**About this exercise**
Please copy every record below exactly, but leave the pictures out.
Input for this task below:
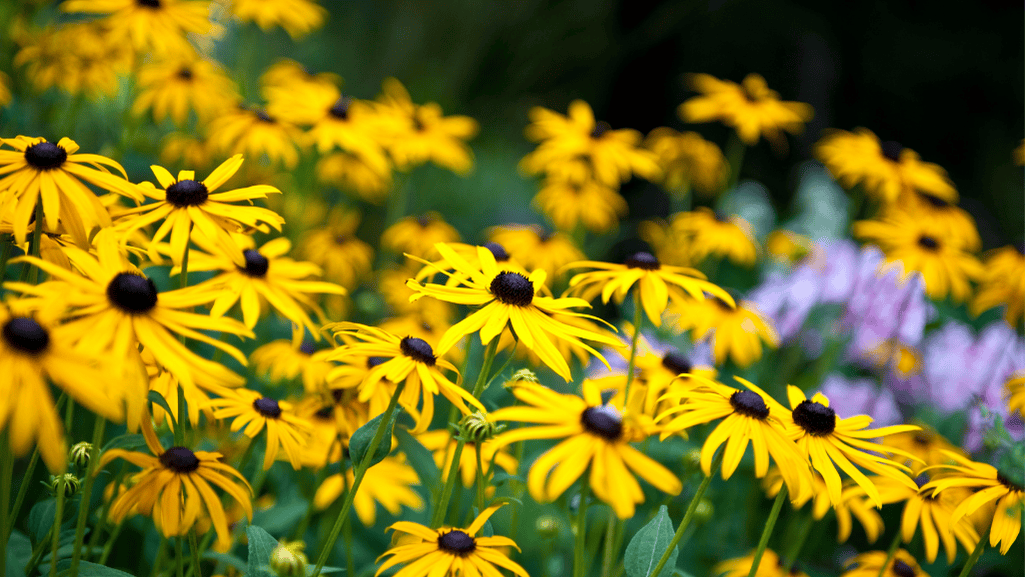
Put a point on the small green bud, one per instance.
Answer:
(80, 453)
(287, 560)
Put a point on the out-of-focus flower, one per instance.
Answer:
(750, 108)
(885, 169)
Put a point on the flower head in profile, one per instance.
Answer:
(749, 108)
(450, 551)
(595, 435)
(509, 299)
(186, 206)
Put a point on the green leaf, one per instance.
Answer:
(647, 546)
(260, 546)
(360, 442)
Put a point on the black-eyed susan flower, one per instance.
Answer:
(712, 233)
(923, 246)
(689, 162)
(747, 420)
(253, 413)
(253, 132)
(592, 205)
(595, 435)
(403, 360)
(34, 351)
(871, 564)
(418, 235)
(159, 26)
(509, 299)
(174, 487)
(187, 207)
(37, 171)
(268, 277)
(388, 483)
(991, 486)
(450, 551)
(1002, 282)
(830, 442)
(577, 148)
(654, 282)
(750, 108)
(174, 86)
(298, 17)
(344, 258)
(424, 133)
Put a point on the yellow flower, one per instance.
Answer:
(688, 162)
(34, 351)
(920, 245)
(750, 108)
(175, 85)
(885, 169)
(567, 204)
(655, 283)
(595, 435)
(450, 551)
(174, 487)
(298, 17)
(578, 149)
(508, 298)
(191, 208)
(37, 171)
(711, 233)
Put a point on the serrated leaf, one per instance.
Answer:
(648, 545)
(359, 443)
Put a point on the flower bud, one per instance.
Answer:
(80, 453)
(287, 560)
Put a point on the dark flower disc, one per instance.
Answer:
(644, 260)
(45, 156)
(513, 288)
(815, 418)
(132, 293)
(604, 421)
(179, 459)
(27, 335)
(256, 263)
(457, 542)
(749, 404)
(418, 349)
(268, 407)
(187, 193)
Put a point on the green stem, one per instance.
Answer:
(83, 508)
(581, 536)
(767, 532)
(360, 471)
(638, 320)
(716, 461)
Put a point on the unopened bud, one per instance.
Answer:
(287, 560)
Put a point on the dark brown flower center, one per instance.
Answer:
(457, 542)
(513, 288)
(187, 193)
(179, 459)
(132, 293)
(892, 150)
(749, 404)
(417, 349)
(27, 335)
(45, 156)
(268, 407)
(256, 263)
(604, 421)
(644, 260)
(815, 418)
(902, 569)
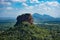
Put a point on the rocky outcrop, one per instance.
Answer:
(24, 18)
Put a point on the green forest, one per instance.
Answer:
(26, 31)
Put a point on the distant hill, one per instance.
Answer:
(42, 18)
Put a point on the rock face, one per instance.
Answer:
(24, 17)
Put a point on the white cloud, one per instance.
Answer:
(49, 8)
(19, 0)
(24, 4)
(9, 8)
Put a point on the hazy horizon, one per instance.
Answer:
(13, 8)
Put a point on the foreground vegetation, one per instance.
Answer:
(25, 31)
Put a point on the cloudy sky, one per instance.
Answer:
(12, 8)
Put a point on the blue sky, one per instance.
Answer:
(13, 8)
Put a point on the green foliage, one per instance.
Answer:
(25, 31)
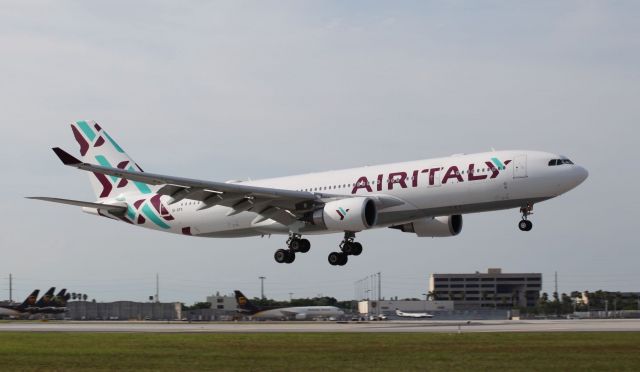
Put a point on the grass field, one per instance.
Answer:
(320, 351)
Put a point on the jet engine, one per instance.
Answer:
(434, 226)
(349, 214)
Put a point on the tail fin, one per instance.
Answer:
(46, 298)
(244, 305)
(97, 147)
(58, 300)
(31, 299)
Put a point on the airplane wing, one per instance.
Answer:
(115, 209)
(284, 206)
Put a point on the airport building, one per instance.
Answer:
(124, 310)
(224, 303)
(493, 289)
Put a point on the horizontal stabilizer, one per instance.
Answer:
(65, 157)
(115, 209)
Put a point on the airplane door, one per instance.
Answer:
(520, 166)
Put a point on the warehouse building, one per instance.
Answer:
(224, 302)
(493, 289)
(123, 310)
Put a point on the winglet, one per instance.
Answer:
(65, 157)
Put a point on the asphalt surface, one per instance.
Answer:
(574, 325)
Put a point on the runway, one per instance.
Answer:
(586, 325)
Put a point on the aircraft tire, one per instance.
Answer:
(334, 258)
(305, 245)
(357, 249)
(343, 259)
(522, 225)
(291, 256)
(280, 256)
(347, 248)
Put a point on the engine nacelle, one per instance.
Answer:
(434, 226)
(350, 214)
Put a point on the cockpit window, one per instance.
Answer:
(553, 162)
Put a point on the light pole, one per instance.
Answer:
(425, 300)
(262, 278)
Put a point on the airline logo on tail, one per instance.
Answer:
(96, 146)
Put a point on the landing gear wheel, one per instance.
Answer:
(304, 247)
(525, 225)
(356, 248)
(291, 256)
(281, 256)
(335, 258)
(343, 259)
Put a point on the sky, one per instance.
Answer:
(222, 90)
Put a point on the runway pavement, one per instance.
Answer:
(585, 325)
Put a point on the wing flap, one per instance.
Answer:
(112, 208)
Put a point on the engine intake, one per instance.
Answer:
(434, 226)
(351, 214)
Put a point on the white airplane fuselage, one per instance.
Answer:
(300, 313)
(446, 186)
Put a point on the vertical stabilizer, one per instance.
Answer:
(244, 305)
(98, 147)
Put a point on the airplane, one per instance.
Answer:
(425, 197)
(19, 310)
(283, 313)
(44, 301)
(56, 304)
(413, 315)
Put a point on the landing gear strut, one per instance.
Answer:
(525, 224)
(348, 247)
(295, 243)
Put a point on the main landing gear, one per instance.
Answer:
(294, 244)
(525, 224)
(349, 247)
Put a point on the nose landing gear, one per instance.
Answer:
(525, 224)
(294, 244)
(348, 247)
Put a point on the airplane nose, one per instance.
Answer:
(581, 174)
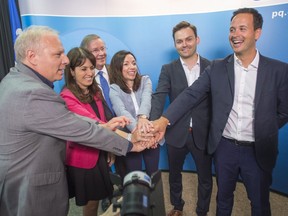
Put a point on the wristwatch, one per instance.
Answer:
(142, 116)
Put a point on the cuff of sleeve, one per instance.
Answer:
(130, 146)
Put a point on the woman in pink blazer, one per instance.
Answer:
(87, 168)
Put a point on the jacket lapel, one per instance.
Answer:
(181, 76)
(230, 73)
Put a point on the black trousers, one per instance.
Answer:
(203, 162)
(232, 161)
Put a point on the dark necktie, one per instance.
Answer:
(105, 89)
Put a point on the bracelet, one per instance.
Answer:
(129, 137)
(142, 117)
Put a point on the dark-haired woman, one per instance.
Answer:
(130, 94)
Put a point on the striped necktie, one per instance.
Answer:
(105, 89)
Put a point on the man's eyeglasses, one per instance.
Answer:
(97, 51)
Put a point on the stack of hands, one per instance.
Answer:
(147, 134)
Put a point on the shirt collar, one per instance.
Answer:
(104, 69)
(197, 63)
(42, 78)
(254, 63)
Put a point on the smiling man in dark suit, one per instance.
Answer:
(35, 125)
(190, 133)
(249, 104)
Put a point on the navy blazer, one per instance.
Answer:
(271, 104)
(172, 81)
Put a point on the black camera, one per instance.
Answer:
(142, 195)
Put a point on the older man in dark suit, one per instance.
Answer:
(35, 125)
(190, 133)
(249, 105)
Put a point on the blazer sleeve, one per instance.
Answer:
(159, 96)
(190, 97)
(119, 107)
(145, 96)
(282, 99)
(74, 105)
End of Input for this task.
**Worked solution**
Put a point on the small green bud, one per instance.
Answer:
(80, 453)
(287, 560)
Put a point on the out-of-focus flower, one per instance.
Answer:
(750, 108)
(885, 169)
Put a point on the flower head in profile, one per instance.
Answer:
(749, 108)
(450, 551)
(595, 435)
(509, 299)
(186, 206)
Put a point on the green leaf, one per instance.
Answer:
(647, 546)
(260, 546)
(360, 442)
Put a point on the black-eyed susan flower, one per instance.
Answer:
(712, 233)
(923, 246)
(689, 162)
(747, 420)
(253, 413)
(253, 132)
(592, 205)
(595, 435)
(403, 360)
(34, 351)
(871, 564)
(418, 235)
(159, 26)
(509, 299)
(174, 487)
(187, 207)
(37, 171)
(268, 277)
(388, 483)
(991, 486)
(450, 551)
(1002, 282)
(830, 442)
(577, 148)
(654, 282)
(750, 108)
(174, 86)
(298, 17)
(344, 258)
(424, 133)
Put a point on the yellow flower, one per instance.
Answer:
(688, 162)
(34, 351)
(920, 245)
(750, 108)
(175, 85)
(885, 169)
(567, 204)
(655, 283)
(595, 435)
(450, 551)
(174, 487)
(298, 17)
(578, 149)
(508, 298)
(191, 208)
(37, 171)
(711, 233)
Put a point on the serrated leaf, one per instance.
Answer:
(648, 545)
(359, 443)
Put a point on the flower bud, one per instance.
Answer:
(80, 453)
(287, 560)
Put a point on the dark flower disc, one per instance.
Answer:
(644, 260)
(45, 156)
(513, 288)
(815, 418)
(132, 293)
(604, 421)
(179, 459)
(27, 335)
(256, 263)
(457, 542)
(749, 404)
(418, 349)
(268, 407)
(187, 193)
Put a point on the green stem, one per instance.
Answer:
(83, 508)
(581, 536)
(767, 532)
(360, 471)
(638, 320)
(716, 461)
Put a point on the unopened bud, one per instance.
Answer:
(287, 560)
Put a point on the dark brown flower center, one per instance.
Answer:
(457, 542)
(513, 288)
(187, 193)
(179, 459)
(132, 293)
(892, 150)
(749, 404)
(417, 349)
(27, 335)
(45, 156)
(268, 407)
(256, 263)
(604, 421)
(644, 260)
(815, 418)
(902, 569)
Put a point on the rocky outcrop, one per instance.
Answer:
(24, 18)
Put a point on the green forest, one per instance.
Answer:
(26, 31)
Put a point on the distant hill, one per instance.
Answer:
(42, 18)
Put a point on the rock face, one per instance.
Answer:
(24, 17)
Put a point on the white cloud, one per instance.
Answer:
(49, 8)
(19, 0)
(24, 4)
(9, 8)
Put a point on the hazy horizon, one per instance.
Answer:
(13, 8)
Put a point on the foreground vegetation, one per instance.
Answer:
(25, 31)
Put a point on the cloudy sky, one per instance.
Answer:
(12, 8)
Put a point on the blue sky, one per instance.
Answer:
(13, 8)
Put a point on the green foliage, one per instance.
Answer:
(25, 31)
Put a point on the grass field, one per instance.
Answer:
(320, 351)
Put a point on the jet engine, one per instance.
Answer:
(434, 226)
(349, 214)
Put a point on the tail fin, one per instance.
Answer:
(46, 298)
(244, 305)
(97, 147)
(58, 300)
(31, 299)
Put a point on the airplane wing, one per instance.
Answer:
(115, 209)
(284, 206)
Put a point on the airport building, one per instance.
Answer:
(124, 310)
(224, 303)
(493, 289)
Put a point on the horizontal stabilizer, one per instance.
Answer:
(65, 157)
(115, 209)
Put a point on the airplane door, one per instance.
Answer:
(520, 166)
Put a point on the warehouse building, one per instance.
Answer:
(224, 302)
(493, 289)
(123, 310)
Put a point on the winglet, one per instance.
Answer:
(65, 157)
Put a point on the asphalt surface, one per instance.
Answer:
(574, 325)
Put a point on the runway, one per instance.
Answer:
(586, 325)
Put a point on the aircraft tire, one per instance.
Answer:
(334, 258)
(305, 245)
(357, 249)
(343, 259)
(522, 225)
(291, 256)
(280, 256)
(347, 248)
Put a point on the engine nacelle, one per instance.
Answer:
(434, 226)
(350, 214)
Put a point on the cockpit window, one per instance.
Answer:
(553, 162)
Put a point on the light pole, one per instance.
Answer:
(425, 300)
(262, 278)
Put a point on the airline logo on tail, one per instance.
Answer:
(96, 146)
Put a point on the landing gear wheel, one per instance.
Answer:
(304, 247)
(525, 225)
(356, 248)
(291, 256)
(281, 256)
(335, 258)
(343, 259)
Put a point on the sky, one per instance.
Answer:
(222, 90)
Put a point on the runway pavement, one per instance.
Answer:
(585, 325)
Put a point on the wing flap, one per instance.
Answer:
(112, 208)
Put a point on the engine intake, one per instance.
Answer:
(434, 226)
(351, 214)
Put a point on the white airplane fuselage, one per instance.
Answer:
(300, 313)
(446, 186)
Put a point on the vertical stabilizer, one per instance.
Answer:
(244, 305)
(98, 147)
Put a point on the airplane, one per instance.
Answer:
(425, 197)
(19, 310)
(283, 313)
(44, 301)
(56, 304)
(413, 315)
Put a point on the landing gear strut, one per instance.
Answer:
(525, 224)
(348, 247)
(295, 243)
Put a point on the main landing gear, one per instance.
Answer:
(294, 244)
(525, 224)
(349, 247)
Put a point on the nose landing gear, one per instance.
Answer:
(525, 224)
(294, 244)
(348, 247)
Put a point on the airplane nose, one per instance.
Answer:
(581, 174)
Put a point on the wristwatch, one per instance.
Answer:
(142, 116)
Put a point on the cuff of sleeve, one per instance.
Answer:
(130, 146)
Put a point on the woman in pink blazer, one per instance.
Answer:
(87, 168)
Put a point on the jacket lapel, one per instance.
Answer:
(181, 76)
(230, 73)
Put a point on the black trousers, one per instance.
Answer:
(203, 162)
(232, 161)
Put a point on the dark necktie, one per instance.
Answer:
(105, 89)
Put a point on the bracelet, one per instance.
Answer:
(129, 137)
(142, 117)
Put a point on the dark-haired woman, one per instance.
Answer:
(130, 94)
Put a point on the striped necktie, one per instance.
Answer:
(105, 89)
Put a point on the man's eyeglasses, one per instance.
Answer:
(97, 51)
Put a point on the stack of hands, one per instance.
Answer:
(147, 134)
Put a point on the shirt collar, one per instance.
Answer:
(104, 69)
(197, 63)
(42, 78)
(254, 63)
Put a point on the smiling man in dark suit, one per instance.
Answer:
(35, 125)
(190, 133)
(249, 104)
Put a point on the navy blazer, one per instance.
Answer:
(271, 104)
(172, 81)
Put a point on the black camera, one per instance.
Answer:
(142, 195)
Put a point on the older man in dark suit, one per instance.
Answer:
(35, 125)
(190, 133)
(249, 105)
Put a point on the blazer sleeve, one per instance.
Answer:
(159, 96)
(190, 97)
(119, 107)
(145, 96)
(282, 99)
(74, 105)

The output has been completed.